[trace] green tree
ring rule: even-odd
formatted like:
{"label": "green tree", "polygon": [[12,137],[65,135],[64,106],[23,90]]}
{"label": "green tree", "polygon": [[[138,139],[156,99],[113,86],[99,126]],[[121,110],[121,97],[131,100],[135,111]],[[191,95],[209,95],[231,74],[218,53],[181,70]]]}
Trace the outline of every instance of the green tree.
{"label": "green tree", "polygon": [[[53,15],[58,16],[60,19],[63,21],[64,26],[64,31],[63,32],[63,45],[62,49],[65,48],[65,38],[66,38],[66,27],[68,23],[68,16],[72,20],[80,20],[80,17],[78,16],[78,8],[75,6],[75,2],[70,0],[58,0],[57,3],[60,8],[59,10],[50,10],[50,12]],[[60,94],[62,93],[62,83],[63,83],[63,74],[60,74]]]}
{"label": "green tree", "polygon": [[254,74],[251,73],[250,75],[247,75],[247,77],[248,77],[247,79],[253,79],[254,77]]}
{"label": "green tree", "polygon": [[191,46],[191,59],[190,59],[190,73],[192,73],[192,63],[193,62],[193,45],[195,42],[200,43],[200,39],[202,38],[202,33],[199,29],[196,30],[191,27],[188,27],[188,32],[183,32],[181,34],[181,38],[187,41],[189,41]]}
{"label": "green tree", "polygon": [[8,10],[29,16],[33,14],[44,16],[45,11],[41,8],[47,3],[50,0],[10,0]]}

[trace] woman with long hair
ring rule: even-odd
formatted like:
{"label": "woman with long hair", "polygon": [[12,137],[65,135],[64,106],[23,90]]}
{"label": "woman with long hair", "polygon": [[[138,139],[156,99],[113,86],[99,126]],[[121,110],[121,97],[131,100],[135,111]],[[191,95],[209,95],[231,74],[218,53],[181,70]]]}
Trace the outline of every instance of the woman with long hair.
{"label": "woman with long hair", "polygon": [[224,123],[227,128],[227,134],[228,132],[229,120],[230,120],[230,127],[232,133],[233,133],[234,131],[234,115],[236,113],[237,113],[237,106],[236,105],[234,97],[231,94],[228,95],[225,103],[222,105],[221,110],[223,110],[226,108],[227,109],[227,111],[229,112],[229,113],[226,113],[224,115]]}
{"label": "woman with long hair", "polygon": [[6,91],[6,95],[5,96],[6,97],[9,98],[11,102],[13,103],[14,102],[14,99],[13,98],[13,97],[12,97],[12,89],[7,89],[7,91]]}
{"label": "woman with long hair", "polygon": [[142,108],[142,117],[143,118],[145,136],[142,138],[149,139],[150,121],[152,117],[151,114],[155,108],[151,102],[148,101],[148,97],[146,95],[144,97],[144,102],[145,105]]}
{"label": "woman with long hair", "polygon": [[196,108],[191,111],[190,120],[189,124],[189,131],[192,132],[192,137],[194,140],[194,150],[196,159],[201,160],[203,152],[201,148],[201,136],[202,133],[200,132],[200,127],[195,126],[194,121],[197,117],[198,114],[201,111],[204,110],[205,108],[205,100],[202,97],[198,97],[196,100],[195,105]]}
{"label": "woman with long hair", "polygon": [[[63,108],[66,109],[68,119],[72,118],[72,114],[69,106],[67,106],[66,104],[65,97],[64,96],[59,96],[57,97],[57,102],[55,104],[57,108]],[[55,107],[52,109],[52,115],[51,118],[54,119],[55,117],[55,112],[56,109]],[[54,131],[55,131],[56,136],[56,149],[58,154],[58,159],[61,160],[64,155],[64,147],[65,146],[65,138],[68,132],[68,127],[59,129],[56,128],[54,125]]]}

------------------------------------

Exercise directions: Copy every line of the records above word for word, with no changes.

Written response:
[trace] green tree
ring rule: even-odd
formatted like:
{"label": "green tree", "polygon": [[12,137],[65,135],[64,106],[23,90]]}
{"label": "green tree", "polygon": [[[138,139],[156,99],[113,86],[99,126]],[[121,110],[121,97],[131,100],[135,111]],[[191,95],[209,95],[231,74],[218,53],[181,70]]]}
Trace the outline of every instance of the green tree.
{"label": "green tree", "polygon": [[[53,15],[58,16],[60,19],[63,21],[64,26],[64,31],[63,32],[63,45],[62,49],[65,48],[65,38],[66,38],[66,27],[68,23],[68,16],[72,20],[80,20],[80,17],[78,16],[78,8],[75,6],[75,2],[70,0],[58,0],[57,3],[60,8],[59,10],[50,10],[50,12]],[[60,94],[62,93],[62,83],[63,83],[63,74],[60,74]]]}
{"label": "green tree", "polygon": [[254,74],[251,73],[250,75],[247,75],[247,77],[248,77],[247,79],[253,79],[254,77]]}
{"label": "green tree", "polygon": [[191,46],[191,59],[190,59],[190,73],[192,73],[192,63],[193,62],[193,45],[195,42],[200,43],[200,39],[202,38],[202,33],[199,29],[196,30],[191,27],[188,27],[188,32],[183,32],[181,34],[181,38],[187,41],[189,41]]}
{"label": "green tree", "polygon": [[8,10],[29,16],[33,14],[44,16],[45,11],[41,8],[47,3],[50,0],[10,0]]}

[trace] woman with long hair
ring rule: even-odd
formatted like:
{"label": "woman with long hair", "polygon": [[12,137],[65,135],[64,106],[23,90]]}
{"label": "woman with long hair", "polygon": [[[138,139],[156,99],[113,86],[99,126]],[[121,110],[121,97],[131,100],[135,111]],[[191,95],[209,95],[231,74],[218,53],[181,70]]]}
Trace the outline of every instance of the woman with long hair.
{"label": "woman with long hair", "polygon": [[224,123],[227,128],[227,134],[228,132],[229,120],[230,120],[230,127],[232,133],[233,133],[234,131],[234,115],[236,113],[237,113],[237,106],[236,105],[234,97],[231,94],[228,95],[225,103],[222,105],[221,110],[223,110],[226,108],[227,109],[227,111],[229,112],[229,113],[226,113],[224,115]]}
{"label": "woman with long hair", "polygon": [[6,91],[6,95],[5,96],[6,97],[9,98],[11,102],[13,103],[14,102],[14,99],[13,98],[13,97],[12,97],[12,89],[7,89],[7,91]]}
{"label": "woman with long hair", "polygon": [[142,108],[142,117],[143,118],[145,136],[142,138],[149,139],[150,121],[152,117],[151,114],[155,108],[151,102],[148,101],[148,97],[146,95],[144,97],[144,102],[145,105]]}
{"label": "woman with long hair", "polygon": [[196,108],[191,111],[190,120],[189,124],[189,131],[192,132],[192,137],[194,140],[194,150],[196,159],[201,160],[203,152],[201,148],[201,136],[202,133],[200,132],[200,127],[195,126],[194,121],[197,117],[198,114],[201,111],[204,110],[205,108],[205,100],[202,97],[198,97],[196,100],[195,105]]}
{"label": "woman with long hair", "polygon": [[[63,108],[66,109],[68,119],[72,118],[72,114],[69,106],[67,106],[66,104],[65,97],[64,96],[59,96],[57,97],[57,102],[55,104],[57,108]],[[55,107],[52,109],[52,115],[51,118],[54,119],[55,117],[55,112],[56,109]],[[54,131],[55,131],[56,136],[56,149],[58,154],[58,159],[61,160],[64,155],[64,147],[65,146],[65,138],[68,132],[68,127],[59,129],[56,128],[54,125]]]}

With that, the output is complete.